> TEXT SECTION
————
Why Are Women’s Bikes Shaped Differently Than Men’s Bikes?
Ever since you were a little kid, you've probably wondered: what's the deal with men's bikes being shaped differently than women's bikes? And, if you're a little more observant, you've probably also wondered: why is that men's bikes have a top tube that's parallel to the ground and women's bikes DON'T have that top tube, when the fact is... if men fall on that top tube, they're going to be in extreme pain? Wouldn't it make more sense for men's bikes to have a lower top tube?
In this post, we'll look at the odd history of bikes, why traditional men's bikes are different than traditional women's bikes, and why there's really no reason at all for men's bikes to shaped dramatically different than women's bikes. Hopefully by the end, we'll answer the question, "Why are women's bikes shaped differently than men's bikes?"
We'll also throw in some fascinating historical facts, like how bikes are tied to women's suffrage, why "shrink it and pink it" was a stupid and offensive marketing tactic, and what to look for if you're a female who's in the market for a bicycle.
The Quick Explanation
You're in a rush; we get it. Here's the boiled-down, "just-the-facts" explanation:
Men's bike frames traditionally include a "top tube" that runs horizontal to the ground. That top tube connects the front of the bike to the seat. Women's bikes traditionally had a top tube that does not run horizontal to the ground, and is instead sloped downward as it extends towards the back of the bike. A bike frame with a top-tube that slopes down and back—as traditional women's bike frames often did—is called a "step-through" frame.
When bikes first became popular—decades after they were actually invented—women were basically required to wear traditional dresses and long skirts, and those dresses and long skirts were impossible to wear when riding a bike with a horizontal top tube. The step-through frame allowed them to get onto and ride bikes safely and easily. It has nothing to do with women's bodies or men's bodies—the bicycle was designed solely because women were required to wear dresses at the time bicycles became popular.
That’s the short of it, but here's some fascinating history behind the men’s/women's bike idea—and a lot of hokum, as well. Well-made men’s bikes do differ from well-made women's bikes, but a lot of what we refer to as "men’s bikes" or "women's bikes" is just marketing (or, in simpler language, "lies").
Here's the full(er) story.
The Longer Explanation
To understand the full story, we'll need to start with...
Bicycle Frames and Frame Shapes
If you're an inventor or an engineer or a manufacturer of bicycles, you're first goal is to make a bicycle that is sturdy—or, at the very least, something that's not going to fall apart underneath a rider's legs. So, among other things, bike manufacturers make frames so that they are:
Constructed of tubes, instead of full-metal bars. Tubes feature a more aggressive strength-to-weight ratio that full-weight beams, and they're an obvious choice for frames; and
Geometrically sound. The most sturdy and strong shape a bicycle frame can take is what's called a "diamond frame," which is two triangle shapes (or, shapes that are almost triangles) put together. If you look at the bike below, you'll see those two triangle shapes—one connecting to the back wheel, and one connecting to the head tube:
As you can see, they're not perfect triangles, but the diamond shape creates a solid base around which to build a bike. This is the frame on a traditional "men's bike." It's strong and durable, and it's the strongest type of frame to cycle on.
————
> SET OF TASKS
1. In the bicycle article, what is a bike frame with a top tube that slopes down and back called?
2. List the three things the bicycle article says it will also throw in.
3. Write the next part of the bicycle article, starting after its final paragraph.

> Object detection data
————
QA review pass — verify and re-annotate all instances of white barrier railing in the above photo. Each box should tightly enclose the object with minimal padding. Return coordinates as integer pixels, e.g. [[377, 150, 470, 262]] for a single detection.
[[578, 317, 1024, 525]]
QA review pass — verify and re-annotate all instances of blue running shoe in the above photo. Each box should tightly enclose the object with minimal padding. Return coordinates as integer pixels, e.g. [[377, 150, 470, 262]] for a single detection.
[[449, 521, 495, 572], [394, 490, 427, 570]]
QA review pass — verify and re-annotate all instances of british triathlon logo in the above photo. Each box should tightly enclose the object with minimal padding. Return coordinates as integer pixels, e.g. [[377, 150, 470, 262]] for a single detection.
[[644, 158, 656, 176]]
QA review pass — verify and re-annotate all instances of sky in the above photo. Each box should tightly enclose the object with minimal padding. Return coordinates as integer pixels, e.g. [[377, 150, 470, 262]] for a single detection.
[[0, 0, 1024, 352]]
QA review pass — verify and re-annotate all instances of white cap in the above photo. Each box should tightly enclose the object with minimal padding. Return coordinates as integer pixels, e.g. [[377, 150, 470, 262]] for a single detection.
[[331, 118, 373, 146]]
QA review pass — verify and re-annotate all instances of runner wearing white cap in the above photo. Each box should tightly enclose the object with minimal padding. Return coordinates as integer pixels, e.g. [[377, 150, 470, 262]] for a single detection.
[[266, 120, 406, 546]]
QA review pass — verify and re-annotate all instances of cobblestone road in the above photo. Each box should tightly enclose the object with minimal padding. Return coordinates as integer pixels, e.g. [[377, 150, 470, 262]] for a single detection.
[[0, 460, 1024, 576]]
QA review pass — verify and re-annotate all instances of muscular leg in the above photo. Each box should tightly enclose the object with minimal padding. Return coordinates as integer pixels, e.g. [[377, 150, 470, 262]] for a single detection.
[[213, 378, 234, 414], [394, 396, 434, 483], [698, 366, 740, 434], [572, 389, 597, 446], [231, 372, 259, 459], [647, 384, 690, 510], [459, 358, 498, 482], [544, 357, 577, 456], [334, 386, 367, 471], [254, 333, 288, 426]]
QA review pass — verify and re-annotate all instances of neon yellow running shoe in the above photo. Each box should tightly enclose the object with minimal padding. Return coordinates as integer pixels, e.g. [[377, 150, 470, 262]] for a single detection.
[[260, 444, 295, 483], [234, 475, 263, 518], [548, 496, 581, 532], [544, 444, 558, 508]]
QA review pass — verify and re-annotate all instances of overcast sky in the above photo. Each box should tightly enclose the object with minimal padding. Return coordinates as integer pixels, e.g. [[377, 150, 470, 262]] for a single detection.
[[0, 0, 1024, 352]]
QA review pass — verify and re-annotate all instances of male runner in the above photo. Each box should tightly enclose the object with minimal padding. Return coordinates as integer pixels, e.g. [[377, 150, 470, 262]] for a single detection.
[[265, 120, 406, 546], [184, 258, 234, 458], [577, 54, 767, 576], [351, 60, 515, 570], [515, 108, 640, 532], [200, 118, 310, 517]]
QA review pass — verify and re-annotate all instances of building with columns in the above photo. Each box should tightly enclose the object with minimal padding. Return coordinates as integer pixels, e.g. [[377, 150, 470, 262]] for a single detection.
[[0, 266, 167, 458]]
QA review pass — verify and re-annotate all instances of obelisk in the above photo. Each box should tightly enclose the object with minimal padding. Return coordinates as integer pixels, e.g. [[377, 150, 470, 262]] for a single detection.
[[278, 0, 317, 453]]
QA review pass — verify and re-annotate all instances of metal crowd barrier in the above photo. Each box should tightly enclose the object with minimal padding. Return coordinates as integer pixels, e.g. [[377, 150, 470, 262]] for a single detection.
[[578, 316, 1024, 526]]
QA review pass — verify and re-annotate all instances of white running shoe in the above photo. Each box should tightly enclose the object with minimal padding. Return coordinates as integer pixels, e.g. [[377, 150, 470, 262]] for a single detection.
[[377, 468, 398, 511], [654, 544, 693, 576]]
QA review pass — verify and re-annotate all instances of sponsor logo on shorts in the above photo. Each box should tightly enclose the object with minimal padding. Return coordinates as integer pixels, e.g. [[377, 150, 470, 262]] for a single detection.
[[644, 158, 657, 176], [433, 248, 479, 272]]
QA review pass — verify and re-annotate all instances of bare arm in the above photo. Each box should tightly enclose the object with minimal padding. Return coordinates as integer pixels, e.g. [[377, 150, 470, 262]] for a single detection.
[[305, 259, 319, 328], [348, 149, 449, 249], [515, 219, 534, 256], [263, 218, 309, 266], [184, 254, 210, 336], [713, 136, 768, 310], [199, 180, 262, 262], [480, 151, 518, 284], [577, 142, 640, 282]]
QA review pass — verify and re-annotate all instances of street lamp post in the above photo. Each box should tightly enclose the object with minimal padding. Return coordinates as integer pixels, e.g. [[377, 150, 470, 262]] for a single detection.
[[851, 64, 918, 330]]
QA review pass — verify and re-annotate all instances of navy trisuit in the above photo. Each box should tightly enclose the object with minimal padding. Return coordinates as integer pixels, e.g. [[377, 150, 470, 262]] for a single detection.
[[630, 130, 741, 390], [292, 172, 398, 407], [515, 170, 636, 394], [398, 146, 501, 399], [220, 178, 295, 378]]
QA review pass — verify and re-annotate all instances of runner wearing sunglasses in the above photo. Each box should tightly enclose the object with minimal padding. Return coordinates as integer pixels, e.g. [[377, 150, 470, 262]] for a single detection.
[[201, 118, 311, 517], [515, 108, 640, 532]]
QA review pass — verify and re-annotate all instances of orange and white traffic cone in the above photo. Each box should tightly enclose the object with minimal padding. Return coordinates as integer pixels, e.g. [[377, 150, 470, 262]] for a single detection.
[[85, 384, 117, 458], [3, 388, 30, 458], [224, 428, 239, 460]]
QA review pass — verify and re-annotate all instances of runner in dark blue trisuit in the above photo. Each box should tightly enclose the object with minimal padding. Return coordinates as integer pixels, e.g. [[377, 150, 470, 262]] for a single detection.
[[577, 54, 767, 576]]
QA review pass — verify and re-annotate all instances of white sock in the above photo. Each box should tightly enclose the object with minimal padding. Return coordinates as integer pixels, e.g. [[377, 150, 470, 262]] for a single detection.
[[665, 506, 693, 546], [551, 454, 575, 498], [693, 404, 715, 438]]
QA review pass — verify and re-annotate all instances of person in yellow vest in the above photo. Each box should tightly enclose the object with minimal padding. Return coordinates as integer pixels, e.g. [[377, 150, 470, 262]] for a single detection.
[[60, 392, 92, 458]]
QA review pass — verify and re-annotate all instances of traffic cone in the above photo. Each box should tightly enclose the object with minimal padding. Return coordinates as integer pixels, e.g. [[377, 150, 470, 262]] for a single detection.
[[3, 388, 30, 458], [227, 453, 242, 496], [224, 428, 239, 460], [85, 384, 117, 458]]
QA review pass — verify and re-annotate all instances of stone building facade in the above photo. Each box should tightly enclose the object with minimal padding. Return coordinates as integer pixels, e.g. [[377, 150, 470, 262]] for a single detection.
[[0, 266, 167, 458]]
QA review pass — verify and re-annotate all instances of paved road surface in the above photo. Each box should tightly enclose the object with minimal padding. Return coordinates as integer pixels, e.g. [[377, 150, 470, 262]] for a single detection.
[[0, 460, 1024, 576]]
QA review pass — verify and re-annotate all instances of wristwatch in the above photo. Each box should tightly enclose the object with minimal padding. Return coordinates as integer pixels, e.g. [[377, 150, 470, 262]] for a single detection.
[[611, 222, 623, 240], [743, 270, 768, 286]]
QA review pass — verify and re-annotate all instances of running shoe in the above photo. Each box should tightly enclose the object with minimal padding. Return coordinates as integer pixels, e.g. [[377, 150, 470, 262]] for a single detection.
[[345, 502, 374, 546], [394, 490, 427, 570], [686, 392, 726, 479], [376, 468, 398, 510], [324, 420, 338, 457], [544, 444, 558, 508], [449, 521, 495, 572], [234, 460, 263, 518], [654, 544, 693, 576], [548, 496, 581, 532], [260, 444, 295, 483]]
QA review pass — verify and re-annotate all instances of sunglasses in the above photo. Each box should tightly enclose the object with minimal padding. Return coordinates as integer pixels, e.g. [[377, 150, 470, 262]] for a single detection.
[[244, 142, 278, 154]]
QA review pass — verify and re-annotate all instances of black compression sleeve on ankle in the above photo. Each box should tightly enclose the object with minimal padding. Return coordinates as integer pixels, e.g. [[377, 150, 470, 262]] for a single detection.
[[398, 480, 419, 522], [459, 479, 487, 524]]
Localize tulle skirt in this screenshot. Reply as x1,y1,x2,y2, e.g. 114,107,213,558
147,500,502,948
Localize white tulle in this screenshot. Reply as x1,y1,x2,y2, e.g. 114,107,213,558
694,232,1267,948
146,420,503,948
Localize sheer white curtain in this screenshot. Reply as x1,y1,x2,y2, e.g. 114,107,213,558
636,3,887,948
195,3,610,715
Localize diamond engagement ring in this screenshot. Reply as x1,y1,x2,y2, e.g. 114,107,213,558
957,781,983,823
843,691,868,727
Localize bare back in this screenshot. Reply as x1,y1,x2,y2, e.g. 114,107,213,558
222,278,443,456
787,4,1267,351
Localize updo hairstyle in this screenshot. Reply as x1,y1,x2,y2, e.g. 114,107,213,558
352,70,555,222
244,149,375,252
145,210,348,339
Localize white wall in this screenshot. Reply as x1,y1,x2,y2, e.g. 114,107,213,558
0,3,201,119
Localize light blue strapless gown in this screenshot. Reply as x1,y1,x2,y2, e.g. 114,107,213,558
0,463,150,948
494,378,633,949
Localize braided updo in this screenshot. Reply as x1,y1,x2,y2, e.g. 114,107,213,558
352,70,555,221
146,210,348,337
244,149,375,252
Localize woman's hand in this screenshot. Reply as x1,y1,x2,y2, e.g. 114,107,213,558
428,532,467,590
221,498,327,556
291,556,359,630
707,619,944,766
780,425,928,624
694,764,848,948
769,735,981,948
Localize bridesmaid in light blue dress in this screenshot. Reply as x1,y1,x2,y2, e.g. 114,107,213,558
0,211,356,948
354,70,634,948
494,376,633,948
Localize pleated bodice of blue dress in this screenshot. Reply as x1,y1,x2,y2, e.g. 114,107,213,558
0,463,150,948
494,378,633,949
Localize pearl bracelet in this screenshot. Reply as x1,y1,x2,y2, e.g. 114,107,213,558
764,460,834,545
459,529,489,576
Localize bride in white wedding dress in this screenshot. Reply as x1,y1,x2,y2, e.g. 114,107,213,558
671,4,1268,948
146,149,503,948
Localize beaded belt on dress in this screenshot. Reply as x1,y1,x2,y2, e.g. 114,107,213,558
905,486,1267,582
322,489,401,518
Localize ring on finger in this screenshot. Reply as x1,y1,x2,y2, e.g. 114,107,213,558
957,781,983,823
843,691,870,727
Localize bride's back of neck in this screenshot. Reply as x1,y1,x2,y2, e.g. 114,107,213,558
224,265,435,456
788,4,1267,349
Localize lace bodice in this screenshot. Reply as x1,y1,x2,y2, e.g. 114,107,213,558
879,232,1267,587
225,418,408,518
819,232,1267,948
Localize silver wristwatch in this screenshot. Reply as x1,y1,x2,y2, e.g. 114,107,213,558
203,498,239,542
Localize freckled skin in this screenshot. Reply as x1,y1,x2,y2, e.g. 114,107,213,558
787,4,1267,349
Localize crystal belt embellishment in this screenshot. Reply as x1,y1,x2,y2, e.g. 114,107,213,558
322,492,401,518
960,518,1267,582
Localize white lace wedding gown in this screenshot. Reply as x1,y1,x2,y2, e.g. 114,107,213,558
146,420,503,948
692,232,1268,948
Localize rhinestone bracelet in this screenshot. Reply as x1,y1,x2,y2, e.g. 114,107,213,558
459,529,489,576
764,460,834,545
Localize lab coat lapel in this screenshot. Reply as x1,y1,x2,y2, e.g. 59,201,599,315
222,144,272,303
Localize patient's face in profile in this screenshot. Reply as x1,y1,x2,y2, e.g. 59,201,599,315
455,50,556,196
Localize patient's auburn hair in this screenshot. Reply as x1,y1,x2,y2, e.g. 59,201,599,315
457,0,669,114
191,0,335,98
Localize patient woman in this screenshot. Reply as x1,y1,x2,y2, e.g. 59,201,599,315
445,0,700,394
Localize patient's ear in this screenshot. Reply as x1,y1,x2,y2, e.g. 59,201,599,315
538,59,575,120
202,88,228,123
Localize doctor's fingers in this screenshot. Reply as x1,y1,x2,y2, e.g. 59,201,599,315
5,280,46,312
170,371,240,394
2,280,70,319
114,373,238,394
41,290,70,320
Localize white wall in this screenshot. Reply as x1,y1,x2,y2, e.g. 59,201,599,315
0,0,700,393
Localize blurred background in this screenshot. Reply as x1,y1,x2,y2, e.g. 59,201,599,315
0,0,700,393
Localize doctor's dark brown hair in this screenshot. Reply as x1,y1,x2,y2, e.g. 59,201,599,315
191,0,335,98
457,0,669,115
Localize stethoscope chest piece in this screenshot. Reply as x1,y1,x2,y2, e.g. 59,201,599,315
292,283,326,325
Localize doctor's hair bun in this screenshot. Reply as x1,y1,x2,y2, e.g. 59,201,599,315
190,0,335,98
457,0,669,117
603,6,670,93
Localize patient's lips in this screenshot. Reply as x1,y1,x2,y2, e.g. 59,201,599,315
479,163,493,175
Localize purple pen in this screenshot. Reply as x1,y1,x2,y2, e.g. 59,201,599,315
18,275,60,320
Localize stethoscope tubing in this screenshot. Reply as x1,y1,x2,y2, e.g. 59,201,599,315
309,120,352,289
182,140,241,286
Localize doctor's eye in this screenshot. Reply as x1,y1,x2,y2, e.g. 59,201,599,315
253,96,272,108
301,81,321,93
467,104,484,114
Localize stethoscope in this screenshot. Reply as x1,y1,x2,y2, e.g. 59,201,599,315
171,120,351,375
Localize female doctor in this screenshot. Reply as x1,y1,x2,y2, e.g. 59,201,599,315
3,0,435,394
————
> ANSWER SET
1. A "step-through" frame.

2.
- How bikes are tied to women's suffrage
- Why "shrink it and pink it" was a stupid and offensive marketing tactic
- What to look for if you're a female who's in the market for a bicycle

3.
(Keep in mind, there's some variation on this shape in the bike world—mountain bikes, for example, don't typically utilize a diamond frame, as they have other components that provide strength and stability—but as a general rule of thumb, the diamond-shape frame is one of the strongest way to create a bike frame.)
So diamond frames are stronger than step-through frames. They have other advantages over step-through frames, as well, and we'll discuss that later. But first, we should look at the question:
Why Didn't Women Just Wear Pants?
If diamond frames are better than step-through frames, why didn't women in the late 1800s just wear pants and jump on a men's bike with a diamond frame? For this answer, we'll need to take a closer look at history.
Bikes experienced a boom in popularity during the late 1800s, and what was once a novelty for the super-super-rich, became a common means of transportation and recreation for the super-rich and the merely well-to-do. Gender roles during this time were pretty severe (read: extremely severe) and not only were women not allowed out and about without chaperones—doing so would cause the sort of scandal where your friends and family would turn their backs and ignore the woman brazen enough to do so—but standards of dress were pretty harsh, as well. Women wore long, heavy, ankle-length dresses made from reams and reams of fabric. The idea of women wearing pants was basically unthinkable, and "bloomers"—loose, ankle-length pants worn under a shorter dress—were a shocking development when they were created in 1851. It wasn't until 50 years later that pants would start showing up in the female fashion scene, when in 1913 Vogue magazine featured a cover with a woman wearing pants. It took half-a-century for American culture to soften to the idea of women wearing pants, and even then, in 1913 with that Vogue cover, it was still pretty scandalous.
This is all to say: in the 1800s, when bikes were becoming popular, women weren't getting on them, because restrictive social norms dictated that they couldn't wear all that clothing and do so. Mounting a bike with all the clothing was difficult, and riding a bike with all that clothing was dangerous. So women didn't really ride bikes until a bike was invented that would allow women to wear long dresses on a bike.
Think about that for a second: it was so unthinkable for a woman to wear something other than a long dress, that instead of simply putting on pants, women waited until a bicycle manufacturer created and sold a bicycle that could be worn by women wearing traditional dress. It was scandalous that women would wear man-ish clothing to ride bikes, so a very clever bicycle-maker created bicycles that would allow women to adhere to absurd rules about women and wardrobe, and still use and enjoy bicycles. Pretty smart.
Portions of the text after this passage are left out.